═══ RECORDS SUPPLIED ═══
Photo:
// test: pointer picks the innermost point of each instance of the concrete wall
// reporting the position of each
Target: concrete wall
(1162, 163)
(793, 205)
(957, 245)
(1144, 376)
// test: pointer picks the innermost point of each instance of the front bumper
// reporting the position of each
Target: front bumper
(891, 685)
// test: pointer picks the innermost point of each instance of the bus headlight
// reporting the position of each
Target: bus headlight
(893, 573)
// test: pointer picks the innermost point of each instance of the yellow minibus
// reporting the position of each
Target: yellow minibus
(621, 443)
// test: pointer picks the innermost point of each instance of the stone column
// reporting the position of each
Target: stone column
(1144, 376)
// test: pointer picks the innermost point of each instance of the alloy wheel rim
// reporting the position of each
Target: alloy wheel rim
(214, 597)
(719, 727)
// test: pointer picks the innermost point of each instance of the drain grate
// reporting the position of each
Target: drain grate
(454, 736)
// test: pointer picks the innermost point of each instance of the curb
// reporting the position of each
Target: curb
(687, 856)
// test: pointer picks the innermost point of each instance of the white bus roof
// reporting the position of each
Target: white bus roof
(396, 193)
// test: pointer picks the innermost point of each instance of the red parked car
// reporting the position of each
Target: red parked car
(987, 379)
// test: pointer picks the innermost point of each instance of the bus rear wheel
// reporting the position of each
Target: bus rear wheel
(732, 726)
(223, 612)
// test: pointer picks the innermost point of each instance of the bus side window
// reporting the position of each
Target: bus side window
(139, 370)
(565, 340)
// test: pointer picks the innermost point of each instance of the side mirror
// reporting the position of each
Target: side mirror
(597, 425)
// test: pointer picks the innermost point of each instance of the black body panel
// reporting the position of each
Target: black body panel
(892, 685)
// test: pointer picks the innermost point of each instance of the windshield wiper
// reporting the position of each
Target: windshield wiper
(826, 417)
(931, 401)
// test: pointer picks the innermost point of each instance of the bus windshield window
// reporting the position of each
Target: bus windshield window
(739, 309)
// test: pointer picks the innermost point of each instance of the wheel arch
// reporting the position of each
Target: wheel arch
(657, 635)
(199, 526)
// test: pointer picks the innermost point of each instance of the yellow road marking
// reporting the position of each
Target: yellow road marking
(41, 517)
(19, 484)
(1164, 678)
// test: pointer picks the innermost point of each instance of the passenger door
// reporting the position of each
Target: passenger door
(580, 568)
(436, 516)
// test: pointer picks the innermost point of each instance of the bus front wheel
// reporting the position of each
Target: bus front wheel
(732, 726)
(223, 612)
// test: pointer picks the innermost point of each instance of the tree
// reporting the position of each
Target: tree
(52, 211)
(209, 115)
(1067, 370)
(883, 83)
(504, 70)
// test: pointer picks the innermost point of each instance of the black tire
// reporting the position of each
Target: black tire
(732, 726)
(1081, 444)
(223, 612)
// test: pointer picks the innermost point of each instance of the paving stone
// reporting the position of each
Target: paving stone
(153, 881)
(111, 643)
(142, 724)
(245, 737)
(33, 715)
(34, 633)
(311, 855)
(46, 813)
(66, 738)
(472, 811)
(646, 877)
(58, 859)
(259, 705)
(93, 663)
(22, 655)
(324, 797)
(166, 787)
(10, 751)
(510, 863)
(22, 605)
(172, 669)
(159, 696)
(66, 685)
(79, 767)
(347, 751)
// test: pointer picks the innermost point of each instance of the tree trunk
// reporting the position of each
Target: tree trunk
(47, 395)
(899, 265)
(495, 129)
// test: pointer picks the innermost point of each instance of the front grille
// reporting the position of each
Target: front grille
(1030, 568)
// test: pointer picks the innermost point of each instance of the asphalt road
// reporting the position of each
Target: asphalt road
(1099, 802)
═══
• WORK TO DO: Extract the full listing and reproduce each line exactly.

• OUTPUT OF THE TASK:
Photo:
// test: pointer picks the innermost point of each instance of the concrete wall
// reporting the position of each
Target: concrete wall
(1162, 163)
(793, 205)
(957, 245)
(1144, 376)
// test: pointer picks the innermost point of each instance of the front bumper
// reporting the position of each
Target: front bumper
(891, 685)
// test: pointer picks the innermost point of each instance of the bus headlight
// reporting the position of each
Target: bus headlight
(893, 573)
// test: pointer picks the innermost point of each instance of the yellow minibus
// reporting the position of each
Target: yellow minibus
(621, 443)
// test: pointer picks the innermost point of each instance of the stone column
// reporting the position of each
Target: stone column
(1144, 376)
// test: pointer picks the innermost point of each instance of the alloy wheel rim
// reporting the position of each
Target: alloy wheel rim
(214, 597)
(719, 727)
// test: pointer picks the innermost point of each instance of the drain grate
// reporting the position of each
Target: drain grate
(454, 736)
// test: pointer picks the innermost point of each instance of the curb
// reporting the position of each
Target: curb
(687, 856)
// test: pointer picks the innermost point of each instance of the white bus roof
// reporting the position of each
Target: white bus roof
(396, 193)
// test: pointer picks the innermost point of each instance of the red parked car
// reporting the position of each
Target: red parked car
(987, 379)
// test: pointer picks the innermost point of each instance of the bus rear wheel
// reporting the position of each
Target: bus rear wheel
(732, 726)
(223, 612)
// test: pointer picks the innermost point of each instance of the bus side window
// reporting the position of each
Target: bus side window
(139, 370)
(565, 340)
// test: pointer picks the innermost point of each instance of the side mirror
// reporting the position of each
Target: side mirror
(597, 425)
// test: pointer picks the innermost point of each instance of the black body panel
// reporting the position of each
Target: black body panel
(892, 685)
// test: pointer picks the innermost point of each instance of the windshield wiper
// reporting the position of each
Target: windshield wiper
(826, 417)
(931, 401)
// test: pointer picks the innermost point of each instance of the bus windshield window
// reporting the position of each
Target: bus windshield window
(739, 309)
// test: pointer picks the innermost point of each instance of the wheel arch
// reporting the position of each
Target: wheel arch
(657, 635)
(199, 526)
// test: pointer picks the innermost point of each instance of the yellow road marking
// reporting the position of each
Target: yellow road marking
(41, 517)
(19, 484)
(1164, 678)
// test: pointer picks the innermost point of each instance of the passenger door
// reporting the position of each
Target: passenger door
(580, 568)
(436, 516)
// test: pointer picks the innermost point of each instance of the bus front wheel
// reporting the position of each
Target: bus front wheel
(732, 726)
(223, 612)
// test: pointer picks the innermost point of each instance of the tree
// reporting the position of each
Target: tree
(52, 211)
(209, 115)
(1067, 370)
(883, 83)
(504, 70)
// test: pointer picks the innermost point of each instance of the black tire
// reporting the position of each
Target: black tire
(732, 726)
(1081, 444)
(223, 612)
// test: pointer picks the innermost point of each instance of the paving stone
// reporting the position of each
Target: paving stone
(153, 881)
(111, 643)
(142, 724)
(245, 737)
(33, 715)
(34, 633)
(311, 855)
(46, 813)
(66, 738)
(472, 811)
(646, 877)
(58, 859)
(259, 705)
(93, 663)
(22, 655)
(324, 797)
(166, 787)
(10, 751)
(510, 863)
(22, 605)
(172, 669)
(159, 696)
(66, 685)
(79, 767)
(347, 751)
// test: pointer picks the innermost point of each instance of the tree trunk
// reporting the position of each
Target: tree trunk
(47, 395)
(899, 265)
(495, 129)
// test: pointer picks the innermost point of each instance of the front grille
// reporting the position of each
Target: front grille
(1030, 568)
// test: pointer picks the innermost point of each instance of the asphalt road
// reporting the position of each
Target: asphalt road
(1099, 802)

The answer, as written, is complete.